**Exercise inputs**:
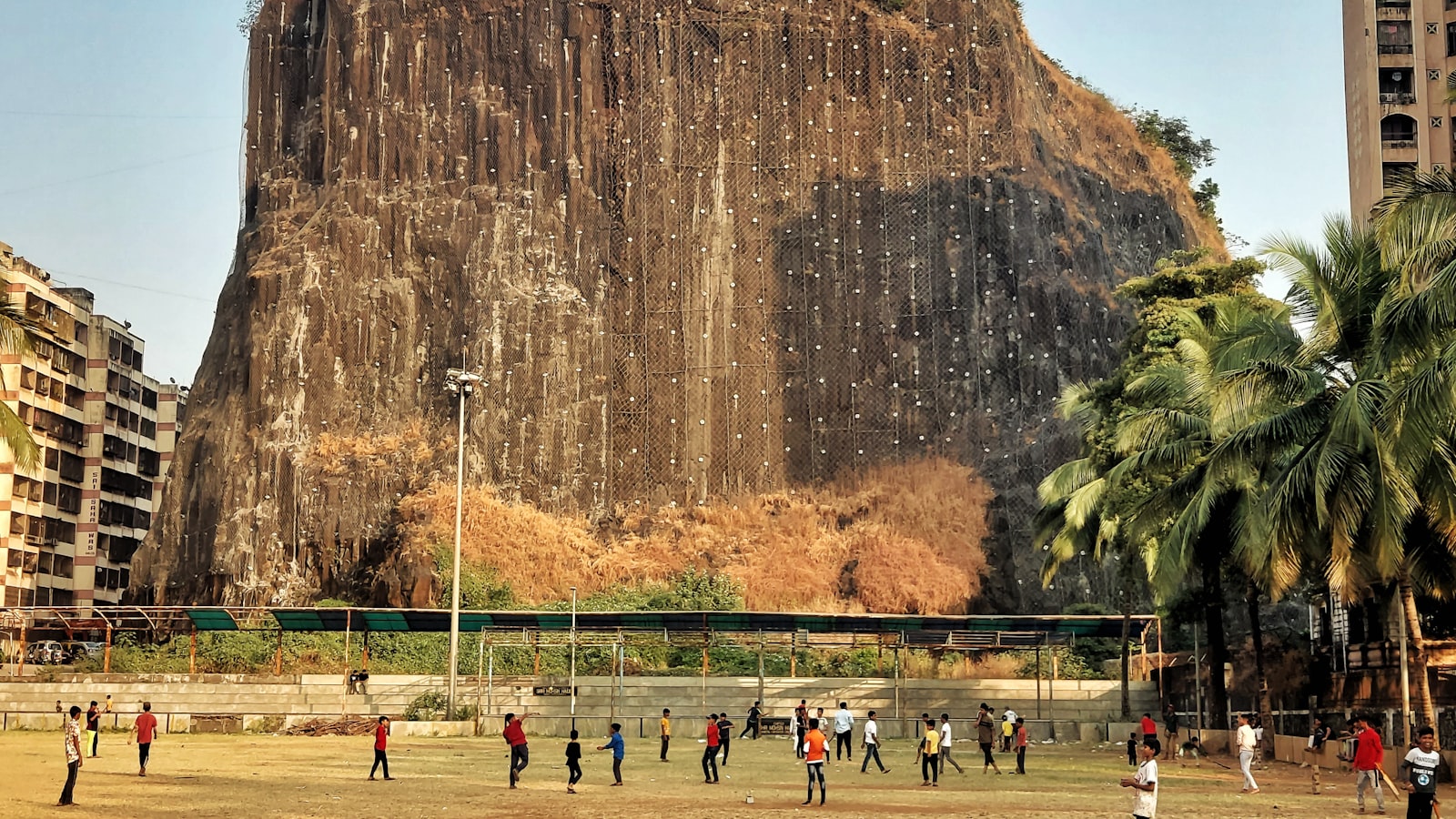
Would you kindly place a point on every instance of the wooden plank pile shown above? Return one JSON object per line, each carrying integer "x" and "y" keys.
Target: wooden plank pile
{"x": 342, "y": 726}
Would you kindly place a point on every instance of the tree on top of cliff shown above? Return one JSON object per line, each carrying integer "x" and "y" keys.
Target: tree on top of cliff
{"x": 251, "y": 12}
{"x": 1176, "y": 136}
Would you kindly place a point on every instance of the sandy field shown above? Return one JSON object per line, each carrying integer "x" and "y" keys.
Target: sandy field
{"x": 327, "y": 777}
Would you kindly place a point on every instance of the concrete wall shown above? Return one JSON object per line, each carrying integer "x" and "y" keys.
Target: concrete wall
{"x": 266, "y": 703}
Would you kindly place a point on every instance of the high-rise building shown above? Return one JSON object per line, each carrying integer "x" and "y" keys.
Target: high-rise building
{"x": 70, "y": 525}
{"x": 1398, "y": 55}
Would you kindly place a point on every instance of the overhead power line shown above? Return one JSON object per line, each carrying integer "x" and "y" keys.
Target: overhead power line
{"x": 55, "y": 182}
{"x": 91, "y": 116}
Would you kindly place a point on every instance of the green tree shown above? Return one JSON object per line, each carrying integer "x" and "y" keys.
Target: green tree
{"x": 1213, "y": 516}
{"x": 1176, "y": 136}
{"x": 1373, "y": 481}
{"x": 1085, "y": 506}
{"x": 16, "y": 331}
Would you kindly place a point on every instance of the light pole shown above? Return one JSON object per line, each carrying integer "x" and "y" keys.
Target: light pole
{"x": 574, "y": 656}
{"x": 462, "y": 383}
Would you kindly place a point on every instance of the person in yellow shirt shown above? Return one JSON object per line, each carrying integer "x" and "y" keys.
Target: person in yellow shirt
{"x": 814, "y": 756}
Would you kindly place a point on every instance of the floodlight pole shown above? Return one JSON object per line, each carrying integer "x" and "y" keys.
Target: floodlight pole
{"x": 460, "y": 383}
{"x": 572, "y": 656}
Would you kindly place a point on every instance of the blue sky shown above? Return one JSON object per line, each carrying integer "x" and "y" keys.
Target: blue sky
{"x": 121, "y": 123}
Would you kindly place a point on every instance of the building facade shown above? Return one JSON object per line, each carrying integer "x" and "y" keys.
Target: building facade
{"x": 106, "y": 433}
{"x": 1398, "y": 56}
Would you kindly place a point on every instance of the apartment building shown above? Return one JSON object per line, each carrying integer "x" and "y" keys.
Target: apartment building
{"x": 106, "y": 433}
{"x": 1398, "y": 56}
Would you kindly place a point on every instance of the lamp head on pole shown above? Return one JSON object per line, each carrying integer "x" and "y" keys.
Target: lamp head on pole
{"x": 460, "y": 382}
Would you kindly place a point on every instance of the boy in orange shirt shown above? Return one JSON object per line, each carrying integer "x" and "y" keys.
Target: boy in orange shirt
{"x": 814, "y": 758}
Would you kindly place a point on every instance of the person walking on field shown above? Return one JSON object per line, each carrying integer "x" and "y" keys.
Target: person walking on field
{"x": 801, "y": 726}
{"x": 572, "y": 763}
{"x": 514, "y": 734}
{"x": 1423, "y": 763}
{"x": 73, "y": 755}
{"x": 844, "y": 732}
{"x": 1021, "y": 746}
{"x": 619, "y": 749}
{"x": 1318, "y": 734}
{"x": 931, "y": 755}
{"x": 724, "y": 734}
{"x": 1145, "y": 783}
{"x": 754, "y": 713}
{"x": 1247, "y": 742}
{"x": 711, "y": 753}
{"x": 1149, "y": 729}
{"x": 1008, "y": 729}
{"x": 1169, "y": 731}
{"x": 1369, "y": 756}
{"x": 871, "y": 742}
{"x": 380, "y": 743}
{"x": 815, "y": 749}
{"x": 985, "y": 732}
{"x": 145, "y": 731}
{"x": 945, "y": 745}
{"x": 94, "y": 724}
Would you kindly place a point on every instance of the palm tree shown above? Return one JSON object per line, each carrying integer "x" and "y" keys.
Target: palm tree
{"x": 1077, "y": 515}
{"x": 1215, "y": 513}
{"x": 15, "y": 337}
{"x": 1373, "y": 475}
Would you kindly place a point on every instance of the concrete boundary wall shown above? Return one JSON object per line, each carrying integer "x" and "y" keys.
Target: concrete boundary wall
{"x": 186, "y": 703}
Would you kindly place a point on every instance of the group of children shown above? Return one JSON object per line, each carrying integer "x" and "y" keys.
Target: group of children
{"x": 143, "y": 732}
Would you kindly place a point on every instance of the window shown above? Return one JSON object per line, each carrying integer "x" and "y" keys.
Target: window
{"x": 1398, "y": 130}
{"x": 1397, "y": 86}
{"x": 73, "y": 467}
{"x": 1392, "y": 171}
{"x": 1394, "y": 36}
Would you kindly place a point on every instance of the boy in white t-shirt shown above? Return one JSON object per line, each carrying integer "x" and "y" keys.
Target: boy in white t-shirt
{"x": 1145, "y": 783}
{"x": 1423, "y": 763}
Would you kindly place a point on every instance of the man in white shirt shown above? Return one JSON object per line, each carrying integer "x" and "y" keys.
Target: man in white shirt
{"x": 844, "y": 732}
{"x": 1247, "y": 742}
{"x": 1145, "y": 784}
{"x": 871, "y": 743}
{"x": 945, "y": 745}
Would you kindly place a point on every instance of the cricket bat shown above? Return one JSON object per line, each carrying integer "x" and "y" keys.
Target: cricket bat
{"x": 1390, "y": 784}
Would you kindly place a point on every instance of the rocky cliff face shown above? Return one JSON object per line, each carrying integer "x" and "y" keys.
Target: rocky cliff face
{"x": 695, "y": 247}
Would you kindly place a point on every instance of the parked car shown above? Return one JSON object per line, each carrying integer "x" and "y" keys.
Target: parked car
{"x": 46, "y": 653}
{"x": 77, "y": 651}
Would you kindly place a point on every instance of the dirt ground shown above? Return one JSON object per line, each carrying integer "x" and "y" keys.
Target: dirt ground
{"x": 325, "y": 777}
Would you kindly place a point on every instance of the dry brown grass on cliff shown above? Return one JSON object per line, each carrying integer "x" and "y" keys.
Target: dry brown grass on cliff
{"x": 407, "y": 450}
{"x": 900, "y": 538}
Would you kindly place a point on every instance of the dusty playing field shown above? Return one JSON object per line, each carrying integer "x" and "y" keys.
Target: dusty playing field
{"x": 267, "y": 775}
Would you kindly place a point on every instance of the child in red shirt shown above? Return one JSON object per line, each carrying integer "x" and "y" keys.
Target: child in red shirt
{"x": 711, "y": 753}
{"x": 146, "y": 731}
{"x": 380, "y": 742}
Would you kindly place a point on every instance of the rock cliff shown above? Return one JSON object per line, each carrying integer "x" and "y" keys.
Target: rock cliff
{"x": 696, "y": 248}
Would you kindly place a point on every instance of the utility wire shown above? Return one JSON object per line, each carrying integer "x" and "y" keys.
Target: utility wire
{"x": 111, "y": 172}
{"x": 113, "y": 281}
{"x": 85, "y": 116}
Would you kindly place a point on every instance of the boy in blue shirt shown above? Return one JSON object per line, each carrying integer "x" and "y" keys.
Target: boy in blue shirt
{"x": 618, "y": 749}
{"x": 572, "y": 763}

**What this task involves**:
Copy out the preceding entries without a single change, leaving out the pictures.

**Problem solution**:
Would you kindly place a point on every instance of the wooden plank pile shown above? Return one JSON object per line, each carrying integer "x" and "y" keys.
Target: wooden plank pile
{"x": 342, "y": 726}
Would you kindly place a point on every instance of the tree on top of cliff shown above? Return one JSON object per line, each carrying integer "x" and "y" keys.
Target: tree on top of cliff
{"x": 251, "y": 12}
{"x": 1176, "y": 136}
Would you kindly place a point on every instance of the sandy field shown above? Return one JSON object per line, each carrying integer "x" and "y" keys.
Target: sandy field
{"x": 327, "y": 777}
Would you kindly place a point on every instance of the concrete wall shown above? Return one JSON object per line, each carrying integer "x" and "y" keys.
Target: concrete wall
{"x": 266, "y": 703}
Would you kindly place a point on every instance of the high-rise building shown above? Return one JSON object per line, each carrying integer "x" and "y" keys.
Target: high-rise building
{"x": 70, "y": 525}
{"x": 1398, "y": 55}
Would you kindly place a point on every instance of the overhead power line shown above? Return one JSON object per line, each carrying integer "x" and "y" keys.
Target: overhead power line
{"x": 55, "y": 182}
{"x": 91, "y": 116}
Would you kindly place a point on every instance of the green tree shown above? Return one JSON object per line, each carrying integer "x" and "y" keys.
Target: green tree
{"x": 1213, "y": 516}
{"x": 1176, "y": 136}
{"x": 1373, "y": 481}
{"x": 1085, "y": 506}
{"x": 16, "y": 331}
Would you kindly place a point on every instance of the light pole shown above? Return one JSON object per line, each carrying integer "x" and "y" keys.
Target: light pole
{"x": 574, "y": 656}
{"x": 462, "y": 383}
Would you kindly place a point on every instance of the person in yellow shirt shown above? Return one JSON object per line, each carrying integer "x" and "y" keys.
Target: person in yellow shirt
{"x": 814, "y": 756}
Would you kindly place a point on every instance of the floodlight pole shown above? Return one JSON object per line, each carrying integer "x" and "y" keys.
Target: floodlight pole
{"x": 460, "y": 383}
{"x": 572, "y": 656}
Would you kindly place a point on every instance of the blue sky shown above? Return one JSON object per line, each carrying integer "x" and "y" keys.
Target: blue sky
{"x": 121, "y": 123}
Would you kindly place a point on every instance of the building facade shown above? Return one JSON object per line, each carrying integer "x" and "y" keys.
Target: building facade
{"x": 106, "y": 433}
{"x": 1398, "y": 56}
Would you kindly place a point on every instance of the apartment building shown above? Return one JSON object per line, each carrying integer "x" and "y" keys.
Target: apartment building
{"x": 106, "y": 433}
{"x": 1398, "y": 56}
Would you kindly place a point on every instance of the lamp head on pole shown above? Return one JSON object per line, each carrying integer "x" and "y" keys.
Target: lamp head on pole
{"x": 460, "y": 382}
Would you kindly place a point on every instance of the boy in orange shirt shown above? Return one JSON object per line, each carrying integer "x" and "y" keys.
Target: boy in orange shirt
{"x": 814, "y": 758}
Would you kindly place a point on every instance of the person walking on field shown above? Return one JSON object per line, each carrying integer "x" and "y" keys.
Target: person walking on field
{"x": 801, "y": 726}
{"x": 572, "y": 763}
{"x": 514, "y": 734}
{"x": 1423, "y": 763}
{"x": 73, "y": 755}
{"x": 844, "y": 732}
{"x": 1021, "y": 746}
{"x": 619, "y": 749}
{"x": 1318, "y": 734}
{"x": 931, "y": 755}
{"x": 724, "y": 734}
{"x": 1145, "y": 783}
{"x": 754, "y": 713}
{"x": 1247, "y": 742}
{"x": 711, "y": 753}
{"x": 1149, "y": 729}
{"x": 1008, "y": 729}
{"x": 1169, "y": 731}
{"x": 1369, "y": 756}
{"x": 871, "y": 742}
{"x": 380, "y": 743}
{"x": 815, "y": 749}
{"x": 985, "y": 732}
{"x": 145, "y": 731}
{"x": 945, "y": 745}
{"x": 94, "y": 724}
Would you kindly place a point on every instance of the palm tree shown above? Return one JSON object per line, each carrying integer "x" and "y" keys.
Target: palm tree
{"x": 1077, "y": 515}
{"x": 1215, "y": 513}
{"x": 15, "y": 337}
{"x": 1373, "y": 475}
Would you kindly place a point on every instance of the concrete boundary wall shown above? Return one JSON object per line, each carrying integer "x" and "y" keys.
Target: concrete boundary wall
{"x": 186, "y": 703}
Would you kindly place a point on every instance of the group of children shown above? Return one JSON object per line, each carrying integer "x" and "y" keys.
Target: group of children
{"x": 143, "y": 732}
Would you kindly place a point on every instance of the window shown above? Return one JSON object per line, each carrying integer "x" and "y" keys.
Target: window
{"x": 1398, "y": 130}
{"x": 1397, "y": 86}
{"x": 73, "y": 467}
{"x": 1392, "y": 171}
{"x": 1394, "y": 36}
Would you kindly place a point on every instance of the boy in white t-shirt shown above? Return one JSON object per line, each carrying integer "x" and "y" keys.
Target: boy in white t-shirt
{"x": 1145, "y": 783}
{"x": 1423, "y": 763}
Would you kindly place a point on every instance of the man in white shirt shown above? Return one JSON object per line, each carrying integer "x" and "y" keys.
Target: man in white shirt
{"x": 844, "y": 732}
{"x": 1247, "y": 742}
{"x": 1145, "y": 784}
{"x": 871, "y": 743}
{"x": 945, "y": 745}
Would you kindly place a point on every instance of the cricket bat shown above? Return one JSON object per line, each carrying integer "x" and "y" keys.
Target: cricket bat
{"x": 1390, "y": 784}
Would you kindly place a point on every instance of the rocky cliff face shown above? Return one JSON object per line, each carrying integer "x" and "y" keys.
Target: rocky cliff face
{"x": 695, "y": 247}
Would you kindly place a point on every instance of the parked car shown above? Return one JSON object per line, each carrying integer "x" and "y" keys.
Target: parked car
{"x": 46, "y": 653}
{"x": 77, "y": 651}
Would you kindly place a point on every instance of the dirt ground shown above? Return one JSON object per line, each carrying integer "x" and "y" keys.
Target: dirt ground
{"x": 325, "y": 777}
Would you kindly place a point on every instance of the dry brown grass on cliff shown above? Return one JSON object per line, each carrying integer "x" and "y" keys.
Target: dry brown grass on cliff
{"x": 407, "y": 450}
{"x": 900, "y": 538}
Would you kindly place a point on every instance of the dusty playing field shown above? Return one JSON object per line, each carrying integer "x" and "y" keys.
Target: dusty playing field
{"x": 267, "y": 775}
Would you kindly place a point on every instance of the child in red shirt shown above? Return one JSON object per line, each carrying integer "x" and "y" keys.
Target: child in red shirt
{"x": 711, "y": 753}
{"x": 146, "y": 731}
{"x": 380, "y": 742}
Would you kindly place a point on every instance of the rock cliff shown above? Return one JSON object per line, each carrying integer "x" and "y" keys.
Target: rock cliff
{"x": 696, "y": 248}
Would you kindly place a point on every instance of the utility wire shown above? Return one JSON object per line, each carrying integer "x" and "y" keys.
Target: utility wire
{"x": 111, "y": 172}
{"x": 113, "y": 281}
{"x": 85, "y": 116}
Would you kindly place a point on every instance of the boy in blue shirt shown above? Return one JSON object per line, each carrying integer "x" and "y" keys.
Target: boy in blue shirt
{"x": 618, "y": 749}
{"x": 572, "y": 763}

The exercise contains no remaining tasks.